### SET TASK
Rewrite the lines from the one containing "Can you see the dark" through the last line, both included, keeping the requests as they are. Scale every coordinate in the answers by 2.3 and round each to a whole number, with halves rounding up.

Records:
= = = = =

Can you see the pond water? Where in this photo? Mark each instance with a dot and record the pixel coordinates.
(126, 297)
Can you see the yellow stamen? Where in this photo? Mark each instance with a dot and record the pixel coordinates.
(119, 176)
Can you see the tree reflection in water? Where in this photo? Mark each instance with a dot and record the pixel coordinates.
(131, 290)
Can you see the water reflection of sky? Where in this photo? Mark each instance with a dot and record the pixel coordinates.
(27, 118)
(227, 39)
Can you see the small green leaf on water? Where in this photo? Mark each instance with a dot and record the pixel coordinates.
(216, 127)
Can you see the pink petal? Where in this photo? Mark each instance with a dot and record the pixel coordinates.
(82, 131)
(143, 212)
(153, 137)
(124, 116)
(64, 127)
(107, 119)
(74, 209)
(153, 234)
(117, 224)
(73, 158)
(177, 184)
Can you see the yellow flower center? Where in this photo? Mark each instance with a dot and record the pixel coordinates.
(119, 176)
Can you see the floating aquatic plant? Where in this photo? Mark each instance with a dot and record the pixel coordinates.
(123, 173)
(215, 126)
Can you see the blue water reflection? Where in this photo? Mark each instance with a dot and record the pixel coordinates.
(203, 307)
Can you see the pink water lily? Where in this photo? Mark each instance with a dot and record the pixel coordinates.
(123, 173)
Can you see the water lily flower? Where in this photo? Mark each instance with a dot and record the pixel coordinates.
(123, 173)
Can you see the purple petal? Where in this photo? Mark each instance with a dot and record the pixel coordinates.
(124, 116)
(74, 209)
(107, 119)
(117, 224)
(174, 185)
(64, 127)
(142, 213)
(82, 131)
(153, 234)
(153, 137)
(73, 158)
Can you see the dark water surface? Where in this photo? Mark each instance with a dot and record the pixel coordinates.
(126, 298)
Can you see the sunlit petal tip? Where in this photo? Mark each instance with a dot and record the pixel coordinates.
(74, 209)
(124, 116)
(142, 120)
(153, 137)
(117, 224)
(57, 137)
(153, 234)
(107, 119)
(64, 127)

= = = = =

### EXERCISE OUTPUT
Can you see the dark water surface? Where in this photo? Mark each instance with a dot and record the pixel coordinates.
(290, 685)
Can you see the sunlit petal tip? Where in this photo? Mark each instance with a dot and record the pixel coordinates.
(170, 481)
(285, 267)
(327, 276)
(352, 315)
(269, 515)
(131, 315)
(352, 538)
(246, 274)
(147, 292)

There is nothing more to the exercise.